▸ Assigned task
Pick up the cook's interview below from the point where it stops. Leave the entries that follow it untouched.

Excerpt provided below:

I wish I could whistle – not the gentle ‘humming a tune’ kind of whistle but the piercingly loud kind. Also to drive a car and to have a decent French accent – mine is atrocious.
WAS THERE ANYTHING THAT YOU THOUGHT YOU WANTED TO DO BEFORE YOU STARTED COOKING?
I wanted to be an artist, then a literary translator. But it’s never too late. I might revisit both when my children are a little older.
OF ALL THE FRENCH PASTRIES, WHICH IS YOUR FAVORITE TO MAKE?
Pastry-making is not my strongest skill, I am more of a bread maker. However, my favourite to eat is the flan patissier – a thick custard slice. I keep wanting to make it – thank you for reminding me to!
IS THERE ONE FOOD THAT YOU’RE SECRETLY OBSESSED WITH HAVING AT HOME?
Butter. I panic if we ever run out.
IS THERE A FOOD THAT YOU DISLIKE?
I am not the biggest fan of avocado unless it’s a well-seasoned guacamole. I tried and tried, but sliced avocado on toast is just not for me.
IF YOU COULD FIND OUT ANYONE’S SECRET RECIPE, WHOSE AND WHAT WOULD IT BE?

End of Excerpt provided.
Information shown below:

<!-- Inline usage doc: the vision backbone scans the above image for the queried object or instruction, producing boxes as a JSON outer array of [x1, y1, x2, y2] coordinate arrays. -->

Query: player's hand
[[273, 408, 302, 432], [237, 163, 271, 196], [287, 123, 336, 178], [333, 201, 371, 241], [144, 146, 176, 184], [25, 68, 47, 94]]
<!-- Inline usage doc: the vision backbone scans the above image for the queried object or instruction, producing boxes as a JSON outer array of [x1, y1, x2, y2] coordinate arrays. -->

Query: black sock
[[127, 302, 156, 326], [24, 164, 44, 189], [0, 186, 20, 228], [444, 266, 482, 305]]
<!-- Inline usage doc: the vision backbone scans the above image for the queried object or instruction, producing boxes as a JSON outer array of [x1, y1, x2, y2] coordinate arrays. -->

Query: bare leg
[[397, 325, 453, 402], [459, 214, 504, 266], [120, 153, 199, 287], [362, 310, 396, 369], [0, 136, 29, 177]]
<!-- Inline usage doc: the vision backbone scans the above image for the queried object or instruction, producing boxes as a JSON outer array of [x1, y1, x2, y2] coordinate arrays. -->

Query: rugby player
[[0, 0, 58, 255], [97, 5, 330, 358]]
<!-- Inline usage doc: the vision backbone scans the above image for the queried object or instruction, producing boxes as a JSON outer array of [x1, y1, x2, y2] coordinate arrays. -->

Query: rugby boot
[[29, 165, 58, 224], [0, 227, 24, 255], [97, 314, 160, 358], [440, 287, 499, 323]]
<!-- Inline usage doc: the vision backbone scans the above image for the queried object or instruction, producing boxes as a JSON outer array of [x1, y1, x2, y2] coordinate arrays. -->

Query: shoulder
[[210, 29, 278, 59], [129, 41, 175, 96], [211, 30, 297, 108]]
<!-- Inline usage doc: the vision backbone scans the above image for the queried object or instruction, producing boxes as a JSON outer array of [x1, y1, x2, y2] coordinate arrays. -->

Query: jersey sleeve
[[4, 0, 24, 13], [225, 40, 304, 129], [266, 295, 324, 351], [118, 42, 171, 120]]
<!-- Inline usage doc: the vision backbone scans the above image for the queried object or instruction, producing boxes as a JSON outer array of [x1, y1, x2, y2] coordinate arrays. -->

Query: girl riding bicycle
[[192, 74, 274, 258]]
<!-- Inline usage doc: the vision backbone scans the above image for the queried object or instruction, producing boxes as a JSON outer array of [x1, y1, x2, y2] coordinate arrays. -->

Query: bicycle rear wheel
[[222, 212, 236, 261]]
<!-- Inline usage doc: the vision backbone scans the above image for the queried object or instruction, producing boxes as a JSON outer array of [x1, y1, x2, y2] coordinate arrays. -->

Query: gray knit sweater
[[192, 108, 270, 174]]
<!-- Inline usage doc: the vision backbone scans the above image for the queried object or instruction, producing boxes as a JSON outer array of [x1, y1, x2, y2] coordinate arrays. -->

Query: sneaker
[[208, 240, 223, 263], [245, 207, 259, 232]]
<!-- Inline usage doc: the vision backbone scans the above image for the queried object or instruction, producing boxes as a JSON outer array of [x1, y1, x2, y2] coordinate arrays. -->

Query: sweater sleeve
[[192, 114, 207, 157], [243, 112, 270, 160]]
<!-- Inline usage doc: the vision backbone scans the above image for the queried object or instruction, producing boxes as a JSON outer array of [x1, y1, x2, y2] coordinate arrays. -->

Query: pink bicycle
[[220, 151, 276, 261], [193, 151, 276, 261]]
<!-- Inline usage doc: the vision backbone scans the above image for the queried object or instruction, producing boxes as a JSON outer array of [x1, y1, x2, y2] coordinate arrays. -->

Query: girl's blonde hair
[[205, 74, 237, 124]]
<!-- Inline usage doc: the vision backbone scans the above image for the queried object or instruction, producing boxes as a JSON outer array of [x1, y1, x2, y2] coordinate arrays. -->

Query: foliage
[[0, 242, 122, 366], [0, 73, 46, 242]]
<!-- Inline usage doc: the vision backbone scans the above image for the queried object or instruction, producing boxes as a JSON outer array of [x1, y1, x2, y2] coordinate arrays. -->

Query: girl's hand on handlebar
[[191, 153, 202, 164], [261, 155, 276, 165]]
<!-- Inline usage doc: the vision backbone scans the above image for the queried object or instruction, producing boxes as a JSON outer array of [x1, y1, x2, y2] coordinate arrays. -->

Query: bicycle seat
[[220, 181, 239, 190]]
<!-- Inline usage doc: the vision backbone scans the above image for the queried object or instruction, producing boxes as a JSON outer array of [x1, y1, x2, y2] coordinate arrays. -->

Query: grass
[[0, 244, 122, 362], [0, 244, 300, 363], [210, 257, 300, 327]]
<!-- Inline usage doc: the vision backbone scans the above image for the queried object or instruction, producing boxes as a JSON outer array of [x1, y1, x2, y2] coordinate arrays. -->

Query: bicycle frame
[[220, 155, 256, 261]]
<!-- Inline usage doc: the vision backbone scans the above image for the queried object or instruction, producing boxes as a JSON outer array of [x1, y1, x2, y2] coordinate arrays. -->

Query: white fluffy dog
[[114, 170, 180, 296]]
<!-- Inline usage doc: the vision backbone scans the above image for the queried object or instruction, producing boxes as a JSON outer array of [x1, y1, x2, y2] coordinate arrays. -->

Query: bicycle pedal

End of Information shown.

▸ Reply
Not so much a secret recipe, but I wish I watched my grandmother cook when she was alive. I regret not being interested in cooking when I was a child, I could have learned so much from her.
WHAT’S YOUR MOST MEMORABLE MEAL AND WHY?
Probably a plate of spaghetti and sea urchin. Sixteen years ago, I was a 20 year old language exchange student. I worked as a waitress in a restaurant in Palermo, Sicily. I was 20 years old. After a busy service, the head chef brought this unassuming-looking plate of food. It was so simple (looked like naked spaghetti!) but it was so mind-blowingly tasty. It inspired me to start cooking when I returned to the UK.
WHAT MENTORS HELPED YOU ALONG YOUR JOURNEY OF BECOMING A CHEF?
So many people have been supportive over the years. All of my tutors at Leiths school of food and wine. Women that I worked for at the beginning of my career – Jenny Newall, the first caterer I ever worked for. Rachel Turner, that gave me so much catering work when my oldest son was a baby and I was struggling. London caterer Nichola Smith was massively supportive. And of course, my mum – who is the best cook that I know. I couldn’t have achieved everything I have without her help and moral support.
THROUGHOUT YOUR EXPERIENCE IN THE FOOD INDUSTRY, HAVE YOU NOTICED A DIFFERENCE BETWEEN KITCHENS THAT ARE RUN BY MEN VS. KITCHENS THAT ARE RUN BY WOMEN? IF SO, WHAT WAS THIS DIFFERENCE, AND HOW DID IT IMPACT THE OVERALL ENVIRONMENT WHILST PREPARING FOOD?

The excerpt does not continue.